▸ WHAT THIS TASK INVOLVES
Decide whether each of these statements agrees with the performance benchmarks page below: (a) the tests ran on macOS with Apple Silicon, (b) CoreML low-power mode is optimized for speed, (c) the first CoreML run includes memory allocation and initialization. Answer each with yes or no, and quote the words from the page that settle it.

▸ READING PASSAGE
<<<<

Performance Benchmarks¶
This document contains performance benchmark results for the rustnn WebNN implementation across different backends.
Test Environment¶
- Platform: macOS (Apple Silicon)
- Hardware: Apple M-series processor with Neural Engine
- Date: 2025-12-13
- Library Version: 0.2.0
Backend Comparison¶
Simple Model (10 Layers: Add + ReLU)¶
| Backend | Cold Start | Run 2 | Warm Avg | vs ONNX CPU |
|---|---|---|---|---|
| ONNX CPU | 72.0ms | 24.8ms | 24.8ms | 1.00x (baseline) |
| ONNX GPU | ~50ms | ~25ms | ~25ms | 1.00x |
| CoreML default | 24.5ms | 24.5ms | 24.1ms | 0.97x (3% faster) |
| CoreML low-power | 133.3ms | 61.0ms | 59.3ms | 2.39x (slower) |
| CoreML high-perf | 23.8ms | 23.9ms | 23.9ms | 0.96x (4% faster) |
Complex Model (200 Operations: 50 Layers × 4 Ops)¶
| Metric | Value |
|---|---|
| Run 1 (cold) | 63.77ms |
| Run 2 (warm) | 19.95ms |
| Runs 3-5 avg | 19.00ms |
| Speedup (cold→warm) | 3.2x |
| Time saved | 43.81ms (68.7% improvement) |
MobileNetV2 (106 Layers, Real-World Model)¶
| Backend | First Run | Expected Warm Run | Speedup |
|---|---|---|---|
| ONNX CPU | 71.65ms | 71.65ms | 1.0x |
| ONNX GPU | 44.49ms | 44.49ms | 1.0x |
| CoreML | 11,093ms | ~50-100ms (est.) | 100-200x |
Key Findings¶
1. CoreML Warm-Up Behavior¶
CoreML exhibits significant first-run overhead for complex models:
- Simple models (10-20 ops): Minimal warm-up (~1-2ms difference)
- Complex models (200 ops): 3.2x speedup after first run
- Large models (MobileNetV2): Estimated 100-200x speedup after first run
The first run includes: - Model compilation (~500-1000ms) - Neural Engine graph optimization (~3-10 seconds for large models) - Memory allocation and initialization
2. Backend Selection Impact¶
CoreML default/high-performance modes: - Fastest inference: ~24ms for simple models - Slightly faster than ONNX CPU (~3-4%) - Minimal warm-up overhead
CoreML low-power mode: - Slower inference: ~59ms for simple models (2.4x slower) - Optimized for power efficiency, not speed - Good for battery-constrained devices
3. Model Complexity Scaling¶
Performance characteristics by model size:
| Model Size | Cold Start | Warm Run | Speedup |
|---|---|---|---|
| Small (10 ops) | ~25ms | ~24ms | 1.0x |
| Medium (200 ops) | ~64ms | ~19ms | 3.4x |
| Large (MobileNetV2) | ~11,000ms | ~50-100ms (est.) | 100-200x |
Insight: Larger models benefit dramatically from CoreML's optimization, but pay a higher first-run cost.

>>>>

▸ DATA EXCERPTS
<<<<

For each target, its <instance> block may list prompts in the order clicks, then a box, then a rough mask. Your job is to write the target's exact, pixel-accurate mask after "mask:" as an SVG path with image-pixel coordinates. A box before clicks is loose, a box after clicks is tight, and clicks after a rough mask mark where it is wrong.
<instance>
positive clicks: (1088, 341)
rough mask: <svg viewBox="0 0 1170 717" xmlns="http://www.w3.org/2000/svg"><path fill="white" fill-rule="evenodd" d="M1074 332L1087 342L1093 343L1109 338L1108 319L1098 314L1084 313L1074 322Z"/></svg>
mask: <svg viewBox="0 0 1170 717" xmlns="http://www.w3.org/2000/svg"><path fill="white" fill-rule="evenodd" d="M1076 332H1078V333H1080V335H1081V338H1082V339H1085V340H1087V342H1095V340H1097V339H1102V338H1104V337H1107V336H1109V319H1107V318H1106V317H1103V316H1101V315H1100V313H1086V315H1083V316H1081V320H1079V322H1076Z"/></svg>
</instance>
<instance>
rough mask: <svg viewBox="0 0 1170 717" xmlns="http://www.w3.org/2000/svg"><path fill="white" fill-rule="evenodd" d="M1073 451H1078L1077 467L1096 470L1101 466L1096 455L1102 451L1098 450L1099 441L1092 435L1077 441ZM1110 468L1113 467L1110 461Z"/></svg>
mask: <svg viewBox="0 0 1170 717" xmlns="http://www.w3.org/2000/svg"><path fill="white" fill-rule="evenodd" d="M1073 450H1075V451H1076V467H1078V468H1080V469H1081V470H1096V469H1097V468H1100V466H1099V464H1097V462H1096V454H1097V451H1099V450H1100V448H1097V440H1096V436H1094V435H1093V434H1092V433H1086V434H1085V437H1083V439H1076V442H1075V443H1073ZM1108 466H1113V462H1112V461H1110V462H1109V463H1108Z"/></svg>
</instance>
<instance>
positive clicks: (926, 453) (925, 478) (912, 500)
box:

>>>>

▸ TASK ANSWER
(a) Yes: "Platform: macOS (Apple Silicon)"
(b) No: "Optimized for power efficiency, not speed"
(c) Yes: "Memory allocation and initialization"